* Your instructions *
Lines with "horse": pull these out of the listing below.

* Input data *
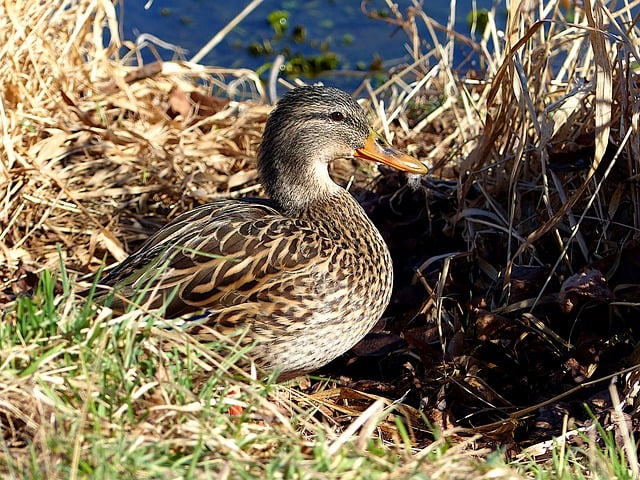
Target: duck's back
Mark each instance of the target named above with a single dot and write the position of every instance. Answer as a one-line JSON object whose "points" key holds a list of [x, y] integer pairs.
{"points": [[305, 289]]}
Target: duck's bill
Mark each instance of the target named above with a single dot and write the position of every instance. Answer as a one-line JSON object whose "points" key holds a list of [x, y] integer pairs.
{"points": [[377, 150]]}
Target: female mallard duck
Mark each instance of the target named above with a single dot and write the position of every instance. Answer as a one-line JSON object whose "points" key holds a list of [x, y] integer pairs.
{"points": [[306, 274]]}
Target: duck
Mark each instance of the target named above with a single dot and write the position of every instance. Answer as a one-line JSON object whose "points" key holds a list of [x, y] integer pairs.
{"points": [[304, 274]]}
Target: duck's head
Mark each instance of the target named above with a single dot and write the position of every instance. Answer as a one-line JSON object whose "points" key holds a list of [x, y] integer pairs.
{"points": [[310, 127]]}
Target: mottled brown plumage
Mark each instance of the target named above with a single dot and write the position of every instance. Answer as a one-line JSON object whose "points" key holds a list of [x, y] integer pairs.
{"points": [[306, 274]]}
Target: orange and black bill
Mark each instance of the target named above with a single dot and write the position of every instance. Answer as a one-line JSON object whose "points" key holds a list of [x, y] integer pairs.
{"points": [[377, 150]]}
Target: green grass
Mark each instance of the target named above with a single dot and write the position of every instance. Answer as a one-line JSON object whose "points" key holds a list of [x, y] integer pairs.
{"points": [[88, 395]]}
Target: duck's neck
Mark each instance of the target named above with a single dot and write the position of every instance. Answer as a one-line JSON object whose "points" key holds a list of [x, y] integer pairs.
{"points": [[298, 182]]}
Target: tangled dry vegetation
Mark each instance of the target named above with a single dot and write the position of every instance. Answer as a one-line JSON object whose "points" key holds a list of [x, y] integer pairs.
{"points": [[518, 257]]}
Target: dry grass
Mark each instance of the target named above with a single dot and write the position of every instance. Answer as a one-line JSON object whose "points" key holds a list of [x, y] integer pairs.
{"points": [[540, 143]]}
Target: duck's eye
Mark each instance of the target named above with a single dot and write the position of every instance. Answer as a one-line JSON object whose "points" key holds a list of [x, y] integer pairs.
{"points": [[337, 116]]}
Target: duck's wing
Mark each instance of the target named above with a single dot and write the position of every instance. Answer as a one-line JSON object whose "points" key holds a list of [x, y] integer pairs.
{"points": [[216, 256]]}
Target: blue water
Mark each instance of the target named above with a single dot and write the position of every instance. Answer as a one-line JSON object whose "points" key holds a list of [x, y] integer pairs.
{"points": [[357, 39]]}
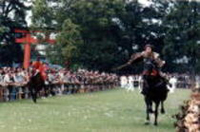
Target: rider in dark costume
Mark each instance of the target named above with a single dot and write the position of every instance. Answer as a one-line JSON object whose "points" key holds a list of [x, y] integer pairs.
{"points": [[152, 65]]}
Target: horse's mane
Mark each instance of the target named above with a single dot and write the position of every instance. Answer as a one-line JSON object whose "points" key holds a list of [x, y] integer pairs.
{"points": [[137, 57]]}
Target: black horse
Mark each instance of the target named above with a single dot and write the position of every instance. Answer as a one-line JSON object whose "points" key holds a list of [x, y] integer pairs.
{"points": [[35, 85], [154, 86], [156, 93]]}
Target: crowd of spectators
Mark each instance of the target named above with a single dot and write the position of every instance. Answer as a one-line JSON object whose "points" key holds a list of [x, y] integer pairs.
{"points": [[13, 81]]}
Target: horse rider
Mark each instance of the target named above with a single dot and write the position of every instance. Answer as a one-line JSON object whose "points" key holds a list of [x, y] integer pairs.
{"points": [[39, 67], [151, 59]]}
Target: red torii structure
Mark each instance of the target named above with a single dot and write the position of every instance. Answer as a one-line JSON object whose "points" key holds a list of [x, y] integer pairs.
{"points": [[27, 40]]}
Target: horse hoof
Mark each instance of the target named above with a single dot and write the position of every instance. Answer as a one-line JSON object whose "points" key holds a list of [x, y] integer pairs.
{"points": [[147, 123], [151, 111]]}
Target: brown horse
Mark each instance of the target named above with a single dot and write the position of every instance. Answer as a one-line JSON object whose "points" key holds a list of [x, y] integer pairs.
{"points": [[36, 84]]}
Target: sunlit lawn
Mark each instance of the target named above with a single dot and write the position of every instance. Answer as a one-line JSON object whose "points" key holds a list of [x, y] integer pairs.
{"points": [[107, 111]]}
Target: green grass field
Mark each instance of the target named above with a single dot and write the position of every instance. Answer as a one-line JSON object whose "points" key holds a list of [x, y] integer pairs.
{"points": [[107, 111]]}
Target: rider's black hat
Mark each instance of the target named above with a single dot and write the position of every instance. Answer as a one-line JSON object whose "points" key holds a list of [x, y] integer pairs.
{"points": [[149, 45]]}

* Response *
Target: horse's mane
Target: black horse
Target: horse rider
Target: horse hoof
Target: brown horse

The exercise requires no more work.